> _Source data_:
· · · ·

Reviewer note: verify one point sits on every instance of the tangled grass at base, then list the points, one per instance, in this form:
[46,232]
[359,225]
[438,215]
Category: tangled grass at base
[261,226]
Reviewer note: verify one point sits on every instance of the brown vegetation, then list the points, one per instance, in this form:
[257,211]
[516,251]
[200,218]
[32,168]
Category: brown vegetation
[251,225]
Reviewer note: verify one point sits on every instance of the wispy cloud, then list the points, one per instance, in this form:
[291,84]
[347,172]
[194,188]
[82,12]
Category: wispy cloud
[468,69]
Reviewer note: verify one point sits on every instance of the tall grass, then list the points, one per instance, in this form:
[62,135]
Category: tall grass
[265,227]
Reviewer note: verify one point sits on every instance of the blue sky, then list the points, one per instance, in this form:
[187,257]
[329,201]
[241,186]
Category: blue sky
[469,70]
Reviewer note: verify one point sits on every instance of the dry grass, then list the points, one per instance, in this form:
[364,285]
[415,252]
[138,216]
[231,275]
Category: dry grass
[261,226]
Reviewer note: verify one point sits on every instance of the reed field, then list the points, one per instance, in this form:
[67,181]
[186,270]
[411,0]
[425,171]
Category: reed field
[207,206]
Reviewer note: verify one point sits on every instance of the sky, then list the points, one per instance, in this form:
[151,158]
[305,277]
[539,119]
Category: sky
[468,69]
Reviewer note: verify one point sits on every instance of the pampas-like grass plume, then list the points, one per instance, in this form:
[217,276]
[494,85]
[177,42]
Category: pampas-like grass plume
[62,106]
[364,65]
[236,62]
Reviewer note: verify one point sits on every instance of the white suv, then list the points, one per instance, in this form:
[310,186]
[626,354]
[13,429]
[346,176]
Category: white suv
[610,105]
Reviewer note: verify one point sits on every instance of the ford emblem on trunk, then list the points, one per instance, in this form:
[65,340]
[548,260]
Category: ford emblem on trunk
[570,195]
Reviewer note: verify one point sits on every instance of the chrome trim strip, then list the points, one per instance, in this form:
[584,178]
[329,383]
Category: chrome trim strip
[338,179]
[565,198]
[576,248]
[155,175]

· · · ·

> _What you should do_: Copy out every record exactly; leave nothing out.

> _Answer below_:
Reviewer note: verify one point sits on every instance of the tangled grass at base, then list the points, one per instance, in this form:
[46,232]
[359,225]
[438,215]
Category: tangled grass at base
[261,226]
Reviewer note: verify one point sits on every instance of the brown vegetation, then list the points, one per instance, in this form:
[257,211]
[516,251]
[200,218]
[32,168]
Category: brown vegetation
[251,225]
Reviewer note: verify one point sits on every instance of the wispy cloud, then list the points, one per instance, in this form:
[291,84]
[347,172]
[194,188]
[82,12]
Category: wispy cloud
[468,69]
Reviewer note: verify one point sits on every instance of the tall grass, then list the points, one per instance, in this form:
[62,135]
Category: tall grass
[265,227]
Reviewer note: verify one point sits on every instance of the blue sky, then list the points, one per instance, in this form:
[187,257]
[329,201]
[241,186]
Category: blue sky
[469,70]
Reviewer note: verify one point sits on every instance of the dry grass, then list the points, one per instance, in this form:
[364,285]
[415,252]
[138,216]
[231,275]
Category: dry grass
[261,226]
Reviewer note: verify one point sits on every instance of the reed field, then list the points, one per instance, in this form:
[67,181]
[186,270]
[411,0]
[425,171]
Category: reed field
[207,206]
Reviewer note: verify one point sits on every instance of the sky, then list the points, one per instance, in this form:
[151,158]
[305,277]
[539,119]
Category: sky
[468,69]
Reviewer note: verify one point sits on every instance of the pampas-like grass plume, then list the points, one per instance, in this form:
[217,276]
[494,85]
[177,42]
Category: pampas-like grass plume
[62,106]
[364,65]
[236,62]
Reviewer note: verify one point sits on every instance of the white suv, then list the points, one per instance, in this form:
[310,186]
[626,354]
[13,429]
[346,176]
Category: white suv
[610,105]
Reviewer note: verify one point sits on every instance of the ford emblem on trunk, then list the points, one per instance, in this form:
[65,340]
[548,260]
Category: ford emblem on trunk
[570,195]
Reviewer note: verify one point sits on every instance of the chrome trim strip, then list the points, one per instance, in this form:
[584,178]
[329,383]
Category: chrome trim strip
[338,179]
[565,198]
[576,248]
[155,175]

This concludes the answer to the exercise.